### SELECTED EXTRACT
Appendicularia
Taxonomy
Fol (1872) proposed one of first classification schemes for appendicularians, dividing the group (a family according to his classification) into two subfamilies depending on the presence/absence of endostyle and heart. One of the subfamilies encompassed the genera provided with both structures (Oikopleura and Fritillaria), and the other a single genus without them (Kowalevskia). Lohmann (1896), presented another scheme, subsequently modified (Lohmann, 1933), that established the basis of the classification most widely accepted today. He divided the class Copelata into two families: Fritillaridae and Oikopleuridae, the latter with two subfamilies: Oikopleurinae and Bathochordaeinae. Subsequently, most authors (e.g., Fenaux, 1967; Bückmann and Kapp, 1975) have recognized a third family, Kowalevskiidae, with a single genus, Kowalevskia.

### THE DATA
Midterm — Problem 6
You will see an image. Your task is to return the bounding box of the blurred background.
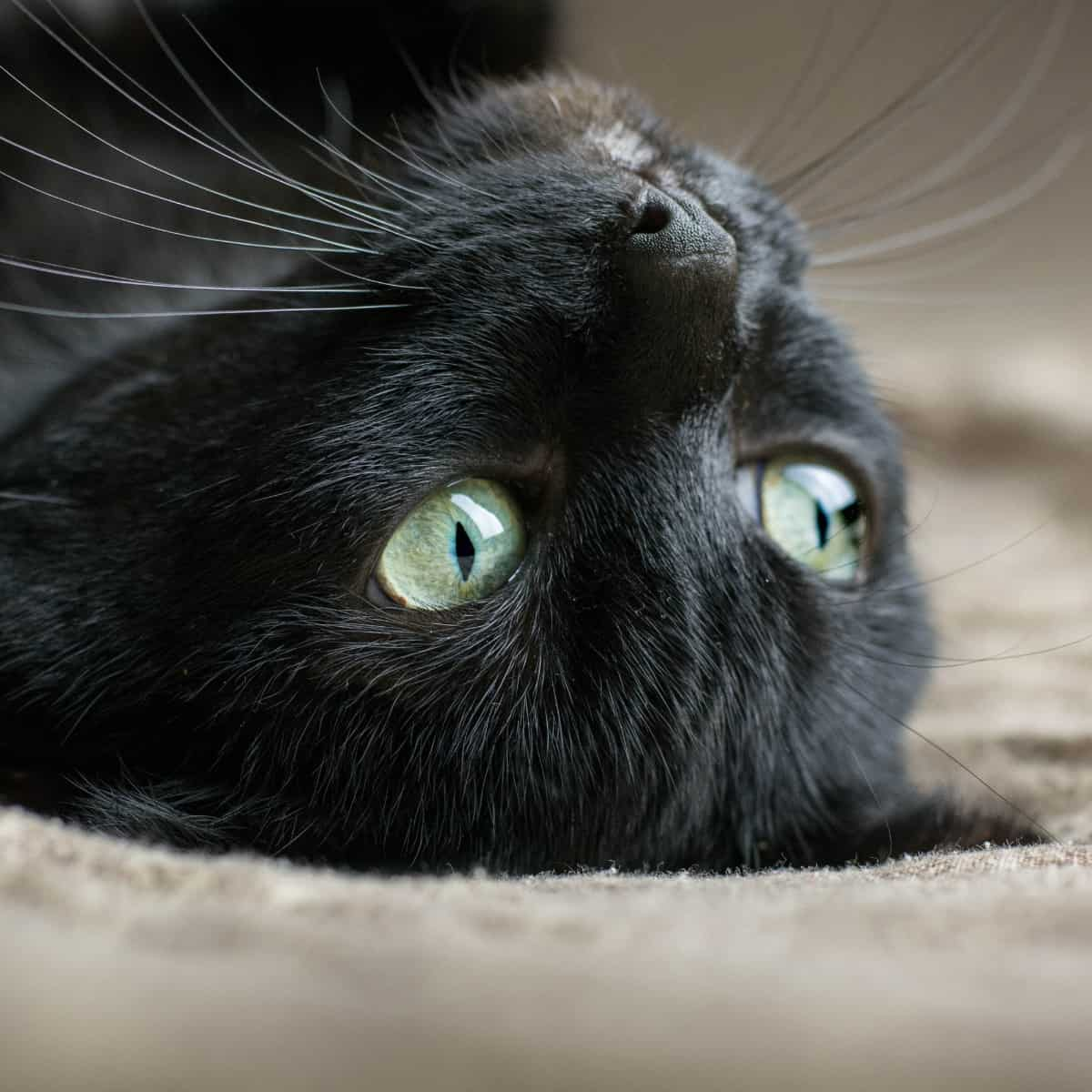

### TASK ITEM
Pick up the passage on appendicularian taxonomy after its last sentence and carry it forward.

### RESULT BELOW
Tokioka (1957), described a new genus of Oikopleuridae, subfamily Oikopleurinae, from the Pacific Ocean: Sinisteroffia, but Bückmann (1970) suggested that the diagnostic characteristics of the specimens studied by Tokioka, may have been fixation artifacts. Recently, Fenaux and Youngbluth (1990) described a new genus, Mesochordaeus, of the subfamily Bathochordaeinae, on the basis of a single specimen collected at mesopelagic depth in Bahamian waters. Subsequently, Fenaux and Youngbluth (1991) and Fenaux (1993) described three new genera of Oikopleurinae (Inopinata, Mesopelagica and Mesoikopleura), also on the basis of mesopelagic specimens from the North Atlantic Ocean and the Mediterranean Sea. These last records raised the number of species known previously to 64, of which 43 have been recorded in the South Atlantic Ocean.